文章节选:
微笑
余雪云
去南天禅寺拜谒石佛,拜访理山师父,是我人生处于低谷的时候。
历来生活简单的我,就在天真无辜、心平气和地以为他人对我只会以尊重和善意相待时,就在抱着一颗明朗和信任之心相信别人的人品时,人家已悄然给我布下陷阱,让我在命运的沼泽地里挣扎。
姚雅丽老师得知此事后,特别担心。正好,她跟杨新榕老师要去南天禅寺拜见理山师父,并邀我同行。他们想着让理山师父为我开示。他们说,到了南天禅寺,理山师父一定能够帮我解开谜团走出困境。我感恩于二位老师的热心,心里便迫不及待地想见到理山师父,重返平静的生活。说来奇怪,当我们约好第二天(农历腊月二十六)一起去南天禅寺时,当天傍晚五点多钟,我纠结多年的心,突然平静了许多。那晚,也是我许久以来睡得最踏实香甜的一晚。仿佛,冥冥之中有一股神秘的力量在化解我心中的郁结。

指向数据节选:
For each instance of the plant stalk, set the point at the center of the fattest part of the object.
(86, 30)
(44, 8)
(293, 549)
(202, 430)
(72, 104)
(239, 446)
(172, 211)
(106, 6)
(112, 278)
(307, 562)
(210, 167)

任务说明: 把讲去南天禅寺的那篇文章从“姚雅丽老师得知此事后,特别担”到“秘的力量在化解我心中的郁结。”这一段原样抄下来。 这些条目是单独的材料，跟文章不相干。

输出结果:
姚雅丽老师得知此事后,特别担心。正好,她跟杨新榕老师要去南天禅寺拜见理山师父,并邀我同行。他们想着让理山师父为我开示。他们说,到了南天禅寺,理山师父一定能够帮我解开谜团走出困境。我感恩于二位老师的热心,心里便迫不及待地想见到理山师父,重返平静的生活。说来奇怪,当我们约好第二天(农历腊月二十六)一起去南天禅寺时,当天傍晚五点多钟,我纠结多年的心,突然平静了许多。那晚,也是我许久以来睡得最踏实香甜的一晚。仿佛,冥冥之中有一股神秘的力量在化解我心中的郁结。